**WRITTEN EXERCISE:** Lay out every line of the records below as a numbered list, skipping blank lines and leaving the pictures out.

# start of MATERIAL

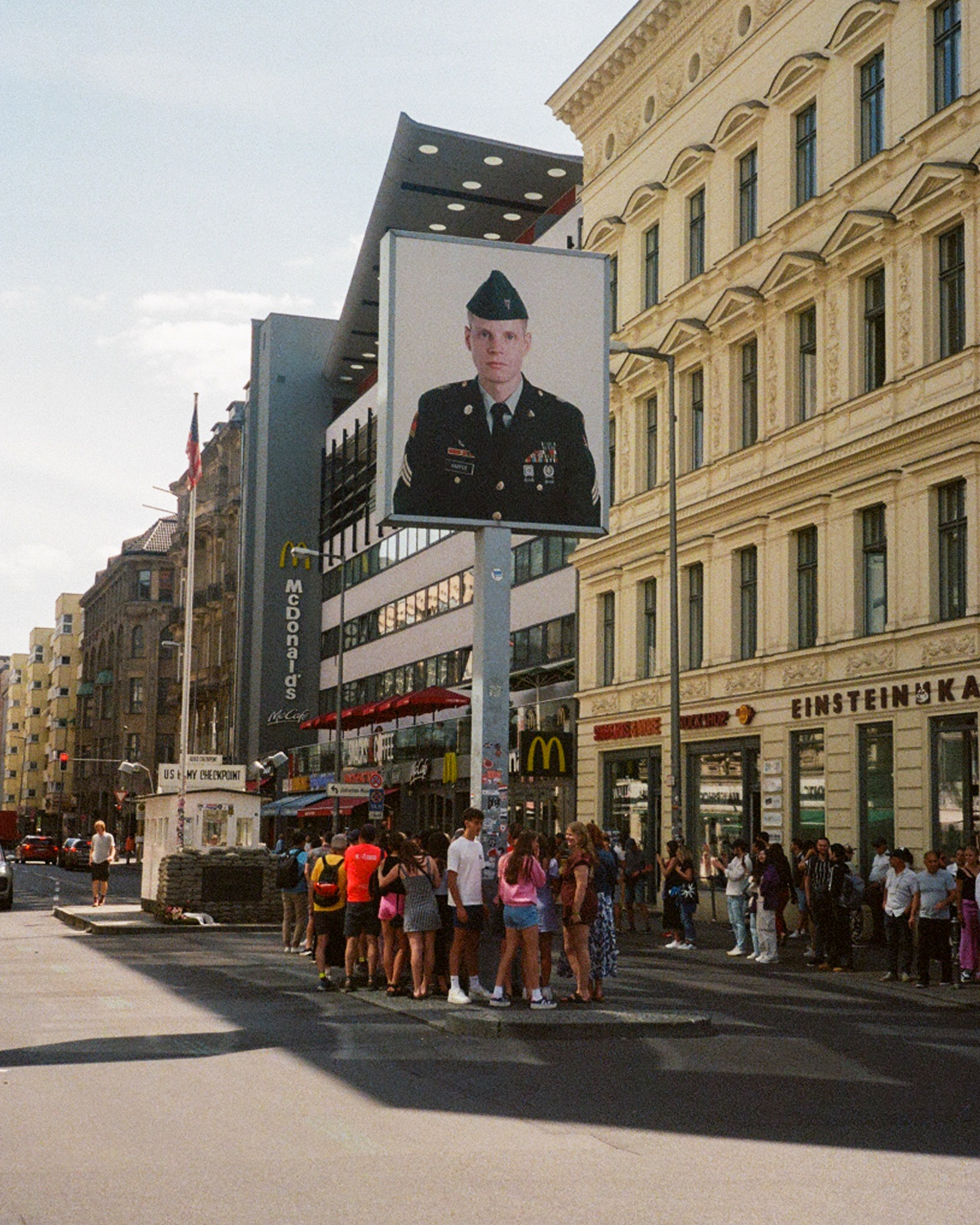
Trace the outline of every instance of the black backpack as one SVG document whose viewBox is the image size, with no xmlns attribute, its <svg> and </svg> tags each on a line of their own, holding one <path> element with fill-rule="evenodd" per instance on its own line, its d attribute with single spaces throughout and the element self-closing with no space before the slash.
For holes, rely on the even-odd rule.
<svg viewBox="0 0 980 1225">
<path fill-rule="evenodd" d="M 295 889 L 299 884 L 299 853 L 290 850 L 289 854 L 281 855 L 276 869 L 276 888 Z"/>
<path fill-rule="evenodd" d="M 341 898 L 341 864 L 331 864 L 326 855 L 320 859 L 320 876 L 312 882 L 314 902 L 318 907 L 334 907 Z"/>
</svg>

# end of MATERIAL

**TASK RESULT:**
1. Trace the outline of every instance of the black backpack as one SVG document whose viewBox is the image size, with no xmlns attribute, its <svg> and </svg> tags each on a line of their own, holding one <path> element with fill-rule="evenodd" per instance on its own line, its d attribute with single spaces throughout and the element self-closing with no space before the slash.
2. For holes, rely on the even-odd rule.
3. <svg viewBox="0 0 980 1225">
4. <path fill-rule="evenodd" d="M 295 889 L 299 884 L 299 853 L 290 850 L 289 854 L 281 855 L 276 869 L 276 888 Z"/>
5. <path fill-rule="evenodd" d="M 341 898 L 341 864 L 331 864 L 326 855 L 320 859 L 320 876 L 312 882 L 314 902 L 318 907 L 334 907 Z"/>
6. </svg>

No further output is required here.